## SEITENTEXT

Quelle des Lebens oder lästige Pflicht?

Über kaum ein Thema des Judentums wird heute so viel gesprochen wie über den Besuch der Mikwe, des rituellen Tauchbades. Wieso das so ist, erklärt die Pädagogin und Religionsausbildnerin Michal Grünberger.
Von Danielle Spera (Interview) und Peter Rigaud (Fotos)

NU: Die Mikwe – früher verschämt behandelt, heute viel diskutiert. Woran liegt es, dass man plötzlich ein Thema entdeckt hat, über das man früher nicht zu sprechen gewagt hat?

Grünberger: Ich glaube, dass sich heute das Bewußtsein und die Einstellung vieler Frauen zur Mikwe geändert haben. Es ist viel mehr, als nur in ein Wasser zu gehen und unterzutauchen, es ist eine ganze Lebenseinstellung, eine Ideologie, die dahintersteckt. Die Mikwe ist vielen Menschen ein Begriff, allerdings fangen die wenigsten etwas damit an. Meiner Meinung nach sprechen viele über das Thema Mikwe ohne eine Ahnung davon zu haben, was es wirklich bedeutet.

## GEGEBENE ZEILEN
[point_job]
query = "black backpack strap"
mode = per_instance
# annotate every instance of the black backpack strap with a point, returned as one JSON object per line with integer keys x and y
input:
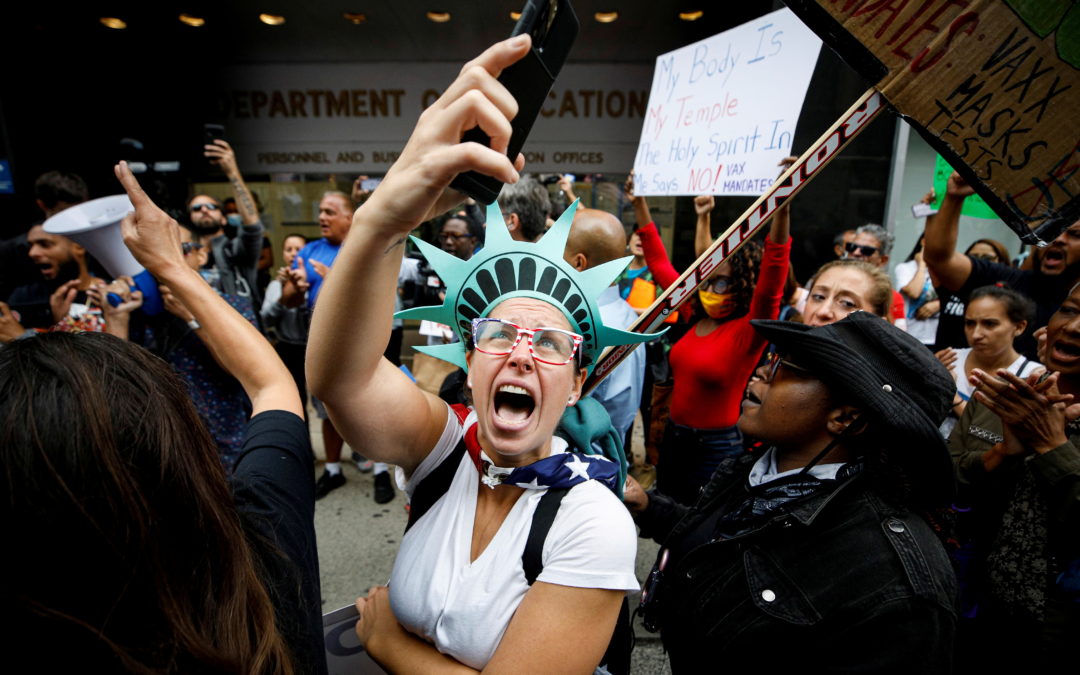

## DIE AUFGABE
Wiederhole aus dem Interview über die Mikwe wortgetreu den Abschnitt, der mit "Über kaum ein" anfängt und bis einschließlich "Peter Rigaud (Fotos)" reicht.

## DIE ANTWORT
Über kaum ein Thema des Judentums wird heute so viel gesprochen wie über den Besuch der Mikwe, des rituellen Tauchbades. Wieso das so ist, erklärt die Pädagogin und Religionsausbildnerin Michal Grünberger.
Von Danielle Spera (Interview) und Peter Rigaud (Fotos)